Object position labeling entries
□ □ □ □

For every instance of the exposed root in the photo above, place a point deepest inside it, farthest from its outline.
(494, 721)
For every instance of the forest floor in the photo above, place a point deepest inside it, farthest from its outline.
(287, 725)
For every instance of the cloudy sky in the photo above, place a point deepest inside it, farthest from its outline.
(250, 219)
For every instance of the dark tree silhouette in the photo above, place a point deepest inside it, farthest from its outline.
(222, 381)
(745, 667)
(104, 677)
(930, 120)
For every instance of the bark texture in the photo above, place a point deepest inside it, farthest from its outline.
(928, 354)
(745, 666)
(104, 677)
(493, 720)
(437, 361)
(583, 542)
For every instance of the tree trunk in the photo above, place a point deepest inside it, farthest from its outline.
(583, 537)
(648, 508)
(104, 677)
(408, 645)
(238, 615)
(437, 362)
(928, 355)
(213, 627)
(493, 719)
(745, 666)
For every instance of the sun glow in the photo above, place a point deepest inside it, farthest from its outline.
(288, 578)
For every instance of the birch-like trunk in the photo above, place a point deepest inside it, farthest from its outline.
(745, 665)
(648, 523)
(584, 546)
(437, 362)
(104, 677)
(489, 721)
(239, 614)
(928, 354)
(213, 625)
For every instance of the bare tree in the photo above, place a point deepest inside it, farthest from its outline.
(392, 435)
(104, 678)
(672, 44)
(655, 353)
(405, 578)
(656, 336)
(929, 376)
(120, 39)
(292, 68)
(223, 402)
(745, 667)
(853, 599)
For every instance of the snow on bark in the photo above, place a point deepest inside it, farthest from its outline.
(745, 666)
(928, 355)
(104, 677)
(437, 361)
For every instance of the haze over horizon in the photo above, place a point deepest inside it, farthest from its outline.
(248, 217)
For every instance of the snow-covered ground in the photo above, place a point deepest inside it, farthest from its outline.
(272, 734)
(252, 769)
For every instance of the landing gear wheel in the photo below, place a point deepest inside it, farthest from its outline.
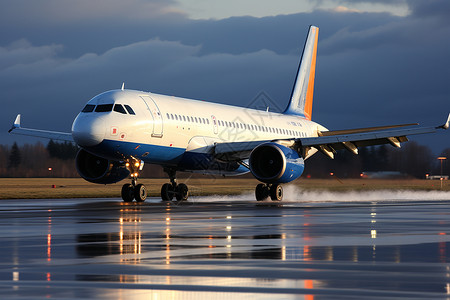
(167, 192)
(261, 192)
(140, 193)
(276, 192)
(182, 192)
(127, 192)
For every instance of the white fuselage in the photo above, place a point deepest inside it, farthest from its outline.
(162, 127)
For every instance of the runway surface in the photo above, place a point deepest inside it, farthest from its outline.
(327, 246)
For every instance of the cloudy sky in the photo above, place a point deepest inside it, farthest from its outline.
(379, 62)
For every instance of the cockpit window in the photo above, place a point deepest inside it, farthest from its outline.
(88, 108)
(104, 108)
(119, 108)
(129, 109)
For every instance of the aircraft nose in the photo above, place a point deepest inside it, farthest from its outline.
(88, 131)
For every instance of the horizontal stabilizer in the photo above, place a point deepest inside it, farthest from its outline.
(53, 135)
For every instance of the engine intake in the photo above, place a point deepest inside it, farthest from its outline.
(274, 163)
(98, 169)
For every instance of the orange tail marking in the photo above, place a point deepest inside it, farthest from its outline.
(310, 91)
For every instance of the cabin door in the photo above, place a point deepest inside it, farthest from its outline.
(156, 114)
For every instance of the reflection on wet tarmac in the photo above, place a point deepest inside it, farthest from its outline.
(104, 249)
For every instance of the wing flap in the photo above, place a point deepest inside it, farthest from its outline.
(351, 140)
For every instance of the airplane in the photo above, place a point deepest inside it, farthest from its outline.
(119, 131)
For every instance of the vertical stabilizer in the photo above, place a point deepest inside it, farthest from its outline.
(302, 94)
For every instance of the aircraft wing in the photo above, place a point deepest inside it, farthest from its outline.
(329, 141)
(53, 135)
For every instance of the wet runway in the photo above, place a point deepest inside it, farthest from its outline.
(327, 246)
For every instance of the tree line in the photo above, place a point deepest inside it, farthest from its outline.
(58, 160)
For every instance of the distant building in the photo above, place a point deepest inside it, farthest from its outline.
(436, 177)
(383, 175)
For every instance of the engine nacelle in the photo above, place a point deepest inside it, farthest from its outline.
(274, 163)
(99, 170)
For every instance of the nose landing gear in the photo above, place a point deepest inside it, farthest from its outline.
(134, 191)
(169, 190)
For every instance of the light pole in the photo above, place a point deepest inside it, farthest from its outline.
(441, 158)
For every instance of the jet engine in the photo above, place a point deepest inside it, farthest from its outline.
(99, 170)
(274, 163)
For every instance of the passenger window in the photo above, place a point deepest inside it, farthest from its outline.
(88, 108)
(119, 108)
(104, 108)
(129, 109)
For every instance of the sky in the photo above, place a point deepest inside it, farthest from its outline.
(379, 62)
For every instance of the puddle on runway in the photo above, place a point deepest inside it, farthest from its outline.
(221, 251)
(294, 194)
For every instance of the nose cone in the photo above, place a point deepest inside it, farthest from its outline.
(87, 130)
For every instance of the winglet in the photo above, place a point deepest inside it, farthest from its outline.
(446, 124)
(16, 123)
(301, 100)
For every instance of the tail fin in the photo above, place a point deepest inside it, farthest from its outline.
(302, 94)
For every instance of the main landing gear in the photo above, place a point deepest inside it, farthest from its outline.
(134, 191)
(264, 191)
(169, 190)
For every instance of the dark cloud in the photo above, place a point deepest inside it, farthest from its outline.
(373, 68)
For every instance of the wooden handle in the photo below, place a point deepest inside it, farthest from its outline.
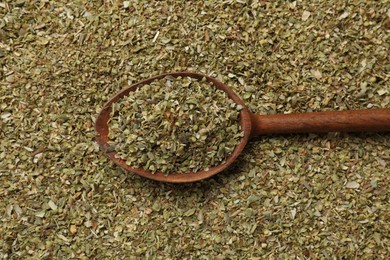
(370, 120)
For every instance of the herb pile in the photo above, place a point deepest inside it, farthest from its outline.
(293, 196)
(175, 125)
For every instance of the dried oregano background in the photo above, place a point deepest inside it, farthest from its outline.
(293, 196)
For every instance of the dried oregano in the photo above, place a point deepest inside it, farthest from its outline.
(175, 125)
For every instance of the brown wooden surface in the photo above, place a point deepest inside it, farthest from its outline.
(344, 121)
(101, 127)
(370, 120)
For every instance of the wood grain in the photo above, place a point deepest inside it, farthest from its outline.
(370, 120)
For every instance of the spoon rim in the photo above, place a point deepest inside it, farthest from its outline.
(101, 128)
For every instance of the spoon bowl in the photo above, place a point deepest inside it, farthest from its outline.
(102, 139)
(372, 120)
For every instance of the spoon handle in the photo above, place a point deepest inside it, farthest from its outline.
(370, 120)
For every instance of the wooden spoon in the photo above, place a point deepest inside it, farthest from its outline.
(373, 120)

□ □ □ □

§ Written exercise
Using the material above, set down every line exactly, but skip the pictures.

§ Finished exercise
For every instance of the exposed root in the photo above, place a point deepest inside it, farthest from its outline.
(494, 721)
For every instance of the forest floor in the photo above, place a point deepest inside it, farthest from its outline.
(287, 725)
For every instance of the cloudy sky in the photo above, place a point deepest inside it, farthest from its outline.
(250, 219)
For every instance of the dark tree silhouette in the photo above, place a point deepest inside it, farthest from its outline.
(222, 381)
(745, 667)
(104, 677)
(930, 120)
For every instance of the bark texture in the photo above, place a point deepest inside it, farthest from its outline.
(928, 354)
(745, 666)
(104, 677)
(493, 720)
(437, 361)
(583, 542)
For every instance of the tree trunk in the photo above, place a point deepest inside it, farthest from its outline.
(583, 537)
(648, 508)
(104, 677)
(408, 645)
(238, 615)
(437, 362)
(928, 355)
(213, 627)
(493, 719)
(745, 666)
For every instance of the sun glow in the photo above, place a point deepest inside it, farthest from its outline.
(288, 578)
For every instance of the birch-like trunk in the photo above, place a point deepest inside it, farthest from its outline.
(745, 665)
(648, 523)
(584, 546)
(437, 362)
(104, 677)
(489, 721)
(239, 614)
(928, 354)
(213, 625)
For every instance of the bare tree in the photo above, place a point deepest inside it, farthest from its outline.
(392, 435)
(104, 678)
(672, 44)
(655, 353)
(405, 578)
(656, 336)
(929, 376)
(120, 39)
(292, 68)
(223, 402)
(745, 667)
(853, 599)
For every instance of the snow on bark in the photo above, place a point deepest inside it, farthest from its outline.
(745, 666)
(928, 355)
(104, 677)
(437, 361)
For every instance of the haze over horizon in the photo above, place a point deepest inside it, farthest from its outline.
(248, 217)
For every instance of the snow-covered ground in the photo above, place a point deepest inside it, farthest from its outline.
(272, 734)
(252, 769)
For every instance of the landing gear wheel in the photo below, place a point deepest inside it, farthest from its outline.
(167, 192)
(261, 192)
(140, 193)
(276, 192)
(182, 192)
(127, 192)
For every instance of the white fuselage in the photo above, place a point deepest inside it, farthest from its outline.
(162, 127)
For every instance of the runway surface in the photo above, place a point deepest inside it, farthest from its outline.
(327, 246)
For every instance of the cloudy sky in the photo above, place a point deepest inside it, farthest from its outline.
(379, 62)
For every instance of the cockpit window in the photo above, place a point deepest inside it, farthest from its outline.
(88, 108)
(104, 108)
(119, 108)
(129, 109)
For every instance of the aircraft nose in the photo above, place a point deepest inside it, farthest from its outline.
(88, 131)
For every instance of the horizontal stabilizer in the photo above, place a point deepest inside it, farthest from its outline.
(53, 135)
For every instance of the engine intake in the photo above, place a point deepest inside it, farthest from its outline.
(274, 163)
(98, 169)
For every instance of the orange tail marking in the photo above, place a point deepest inside it, farthest from its outline.
(310, 91)
For every instance of the cabin door in the photo above, place a point deepest inside it, farthest from its outline.
(156, 114)
For every instance of the reflection on wet tarmac in the photo above, place a point deepest inside it, farthest from its outline.
(104, 249)
For every instance of the wing flap in the photo above, place a point deepest inside it, farthest from its outline.
(351, 140)
For every instance of the airplane in the photo above, place a point deepest inside it, farthest from its outline.
(119, 131)
For every instance of the vertical stabilizer in the photo above, place a point deepest inside it, farthest from its outline.
(302, 94)
For every instance of the aircraft wing in the photo above, place a point deepest inside it, farthest from its outline.
(329, 141)
(53, 135)
For every instance of the wet runway in the photo above, place a point deepest inside it, farthest from its outline.
(327, 246)
For every instance of the tree line in the photo above, place a point deepest inside it, farthest from its outline.
(58, 160)
For every instance of the distant building in the photo above, place a point deepest inside it, farthest from its outline.
(436, 177)
(383, 175)
For every instance of the engine nacelle in the photo above, place a point deepest inside it, farthest from its outline.
(274, 163)
(99, 170)
For every instance of the nose landing gear in the photo above, place a point deepest inside it, farthest from its outline.
(134, 191)
(169, 190)
For every instance of the light pole in the photo above, place a point deepest inside it, farthest from its outline.
(441, 158)
For every instance of the jet engine in the photo above, place a point deepest inside it, farthest from its outline.
(99, 170)
(274, 163)
For every instance of the passenger window in the photo above, place a point deepest inside it, farthest from its outline.
(88, 108)
(119, 108)
(104, 108)
(129, 109)
For every instance of the sky in the photo above, place a point deepest inside it, farthest from its outline.
(379, 62)
For every instance of the puddle on runway in the photo above, place a point deepest inside it, farthest from its outline.
(221, 251)
(294, 194)
For every instance of the nose cone in the photo above, place a point deepest inside it, farthest from its outline.
(87, 130)
For every instance of the winglet in the photo above, place a point deepest inside it, farthest from its outline.
(446, 124)
(16, 123)
(301, 100)
For every instance of the tail fin in the photo above, place a point deepest inside it, farthest from its outline.
(302, 94)
For every instance of the main landing gear in the photo above, place a point deepest inside it, farthest from its outline.
(134, 191)
(264, 191)
(169, 190)
For every instance of the dark cloud in the photo above, place a point deepest inside it, farthest from its outline.
(373, 68)
For every instance of the wooden handle in the photo below, place a point deepest inside it, farthest from its outline.
(370, 120)
For every instance of the herb pile in the photo above, place a point deepest inside it, farthest from its outline.
(293, 196)
(175, 125)
For every instance of the dried oregano background in the photo above, place a point deepest inside it, farthest from its outline.
(293, 196)
For every instance of the dried oregano in the photo above, place a point deepest inside it, farthest from its outline.
(175, 125)
For every instance of the brown wooden surface in the photo above, place a point deepest inside it, farthest from its outline.
(344, 121)
(101, 127)
(370, 120)
For every instance of the wood grain in the photo above, place a point deepest inside it, farthest from its outline.
(370, 120)
For every instance of the spoon rim in the photo above, place a point deepest inside it, farthest from its outline.
(101, 128)
For every instance of the spoon bowl in the photo above, place a point deepest inside it, farthest from its outline.
(102, 139)
(372, 120)
For every instance of the spoon handle in the photo above, place a point deepest inside it, farthest from its outline.
(370, 120)
For every instance of the wooden spoon in the photo above, place a point deepest inside it, farthest from its outline.
(373, 120)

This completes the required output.